What this task involves:
Switch "man silhouette" to "human figure" in the data from the line with "For the stock-layout planner, indicate every instance of the man" up to and including the line with "x=188, y=75", and write out only those lines with nothing else changed.

Listed records:
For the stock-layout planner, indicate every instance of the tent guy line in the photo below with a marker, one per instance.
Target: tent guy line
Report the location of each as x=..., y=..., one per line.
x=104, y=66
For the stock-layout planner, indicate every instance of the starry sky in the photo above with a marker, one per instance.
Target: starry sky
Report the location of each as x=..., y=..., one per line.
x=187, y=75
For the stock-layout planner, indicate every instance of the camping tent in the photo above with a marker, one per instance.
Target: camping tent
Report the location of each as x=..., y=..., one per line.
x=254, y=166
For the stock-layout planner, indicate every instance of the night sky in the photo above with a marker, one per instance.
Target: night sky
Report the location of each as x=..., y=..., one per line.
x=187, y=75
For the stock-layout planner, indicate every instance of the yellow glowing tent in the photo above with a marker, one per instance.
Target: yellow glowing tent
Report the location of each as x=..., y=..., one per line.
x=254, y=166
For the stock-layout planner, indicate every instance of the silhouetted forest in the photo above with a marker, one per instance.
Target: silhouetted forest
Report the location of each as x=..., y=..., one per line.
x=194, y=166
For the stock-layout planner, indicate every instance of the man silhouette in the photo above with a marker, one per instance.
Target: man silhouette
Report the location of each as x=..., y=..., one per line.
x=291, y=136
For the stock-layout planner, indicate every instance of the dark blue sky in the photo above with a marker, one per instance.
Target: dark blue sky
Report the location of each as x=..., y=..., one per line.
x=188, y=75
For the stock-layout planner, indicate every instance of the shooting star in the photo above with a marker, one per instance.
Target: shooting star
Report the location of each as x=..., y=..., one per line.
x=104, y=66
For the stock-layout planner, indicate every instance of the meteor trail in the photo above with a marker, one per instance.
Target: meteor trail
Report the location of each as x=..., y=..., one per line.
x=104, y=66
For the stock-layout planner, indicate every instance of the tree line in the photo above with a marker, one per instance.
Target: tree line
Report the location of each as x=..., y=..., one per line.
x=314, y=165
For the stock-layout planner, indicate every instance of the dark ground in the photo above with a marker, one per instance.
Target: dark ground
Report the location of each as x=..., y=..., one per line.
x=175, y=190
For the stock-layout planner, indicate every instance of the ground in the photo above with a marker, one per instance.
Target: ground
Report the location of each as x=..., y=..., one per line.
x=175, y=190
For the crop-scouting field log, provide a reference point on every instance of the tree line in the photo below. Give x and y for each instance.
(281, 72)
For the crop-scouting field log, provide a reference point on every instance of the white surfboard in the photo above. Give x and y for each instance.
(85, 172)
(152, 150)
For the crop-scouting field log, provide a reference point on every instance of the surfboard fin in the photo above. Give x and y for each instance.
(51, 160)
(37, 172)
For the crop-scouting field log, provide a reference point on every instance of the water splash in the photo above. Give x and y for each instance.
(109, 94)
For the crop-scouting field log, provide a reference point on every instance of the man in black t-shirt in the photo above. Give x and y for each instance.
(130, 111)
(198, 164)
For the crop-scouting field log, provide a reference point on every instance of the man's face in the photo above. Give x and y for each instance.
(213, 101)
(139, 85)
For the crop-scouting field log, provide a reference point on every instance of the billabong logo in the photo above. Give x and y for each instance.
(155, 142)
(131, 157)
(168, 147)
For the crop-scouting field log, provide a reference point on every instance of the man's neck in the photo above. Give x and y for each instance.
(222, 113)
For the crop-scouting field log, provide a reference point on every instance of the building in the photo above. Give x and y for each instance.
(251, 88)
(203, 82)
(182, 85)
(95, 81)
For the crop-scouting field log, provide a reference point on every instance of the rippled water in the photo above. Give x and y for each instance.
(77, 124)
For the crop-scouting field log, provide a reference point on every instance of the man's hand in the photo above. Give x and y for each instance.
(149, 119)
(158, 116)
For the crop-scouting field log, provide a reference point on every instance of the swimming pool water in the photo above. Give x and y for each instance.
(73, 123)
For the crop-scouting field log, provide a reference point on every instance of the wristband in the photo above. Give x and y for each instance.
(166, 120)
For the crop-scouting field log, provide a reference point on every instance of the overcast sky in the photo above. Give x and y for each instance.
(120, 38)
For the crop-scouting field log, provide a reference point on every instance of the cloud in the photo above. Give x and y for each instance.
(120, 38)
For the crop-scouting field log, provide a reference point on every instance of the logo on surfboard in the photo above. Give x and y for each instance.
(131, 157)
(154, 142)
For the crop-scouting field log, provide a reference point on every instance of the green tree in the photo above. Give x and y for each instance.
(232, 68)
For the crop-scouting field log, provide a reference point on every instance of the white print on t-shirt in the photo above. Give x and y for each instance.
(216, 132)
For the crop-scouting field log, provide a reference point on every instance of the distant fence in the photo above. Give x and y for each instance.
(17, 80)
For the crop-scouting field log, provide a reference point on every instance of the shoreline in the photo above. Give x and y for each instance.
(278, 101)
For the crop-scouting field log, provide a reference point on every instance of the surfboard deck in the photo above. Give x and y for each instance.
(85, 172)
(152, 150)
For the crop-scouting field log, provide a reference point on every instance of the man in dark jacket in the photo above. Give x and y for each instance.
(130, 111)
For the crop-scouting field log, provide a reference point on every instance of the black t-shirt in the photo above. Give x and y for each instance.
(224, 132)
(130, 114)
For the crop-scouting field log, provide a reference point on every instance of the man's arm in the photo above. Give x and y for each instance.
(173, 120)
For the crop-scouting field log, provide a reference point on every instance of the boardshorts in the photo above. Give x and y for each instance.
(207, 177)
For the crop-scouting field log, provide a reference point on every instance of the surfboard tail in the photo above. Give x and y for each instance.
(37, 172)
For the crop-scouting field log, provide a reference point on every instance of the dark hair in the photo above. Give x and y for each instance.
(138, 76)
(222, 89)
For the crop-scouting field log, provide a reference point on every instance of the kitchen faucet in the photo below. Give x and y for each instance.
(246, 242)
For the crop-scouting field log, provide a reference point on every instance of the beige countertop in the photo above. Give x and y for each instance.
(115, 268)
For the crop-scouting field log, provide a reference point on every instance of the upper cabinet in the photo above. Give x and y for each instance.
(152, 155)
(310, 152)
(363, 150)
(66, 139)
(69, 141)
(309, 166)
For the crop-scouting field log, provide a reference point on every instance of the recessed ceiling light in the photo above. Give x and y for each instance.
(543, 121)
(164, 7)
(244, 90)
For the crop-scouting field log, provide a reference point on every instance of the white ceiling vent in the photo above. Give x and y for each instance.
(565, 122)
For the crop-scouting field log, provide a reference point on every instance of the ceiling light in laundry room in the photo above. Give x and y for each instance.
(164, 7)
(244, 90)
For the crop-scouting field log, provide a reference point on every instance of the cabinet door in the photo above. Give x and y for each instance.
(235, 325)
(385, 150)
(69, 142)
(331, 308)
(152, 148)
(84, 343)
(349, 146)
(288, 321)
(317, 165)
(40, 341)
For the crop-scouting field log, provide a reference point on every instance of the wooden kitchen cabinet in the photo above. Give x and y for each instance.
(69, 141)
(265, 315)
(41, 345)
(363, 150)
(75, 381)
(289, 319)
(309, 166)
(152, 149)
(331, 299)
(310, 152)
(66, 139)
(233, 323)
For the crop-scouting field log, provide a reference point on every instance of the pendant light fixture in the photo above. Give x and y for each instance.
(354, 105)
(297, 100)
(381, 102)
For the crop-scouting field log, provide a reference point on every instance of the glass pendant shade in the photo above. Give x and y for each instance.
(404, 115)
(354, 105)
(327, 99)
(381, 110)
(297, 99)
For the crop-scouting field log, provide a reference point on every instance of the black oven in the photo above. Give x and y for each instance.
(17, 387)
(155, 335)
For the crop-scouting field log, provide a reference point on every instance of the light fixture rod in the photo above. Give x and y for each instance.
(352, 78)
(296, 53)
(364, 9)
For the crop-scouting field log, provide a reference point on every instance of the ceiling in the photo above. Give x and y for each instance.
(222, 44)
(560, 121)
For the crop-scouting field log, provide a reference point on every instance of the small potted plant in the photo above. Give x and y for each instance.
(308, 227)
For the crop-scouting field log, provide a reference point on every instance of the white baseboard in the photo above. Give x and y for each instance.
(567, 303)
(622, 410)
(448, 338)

Reply:
For the stock-layout planner, indicate every instance of the human figure in the photo above with a marker, one per instance.
Target: human figure
Report the location of each as x=..., y=..., one per line.
x=291, y=136
For the stock-layout planner, indicate every instance of the dark blue sky in the photo above with a marker, one per instance.
Target: dark blue sky
Report the location of each as x=..., y=..., one per line.
x=188, y=75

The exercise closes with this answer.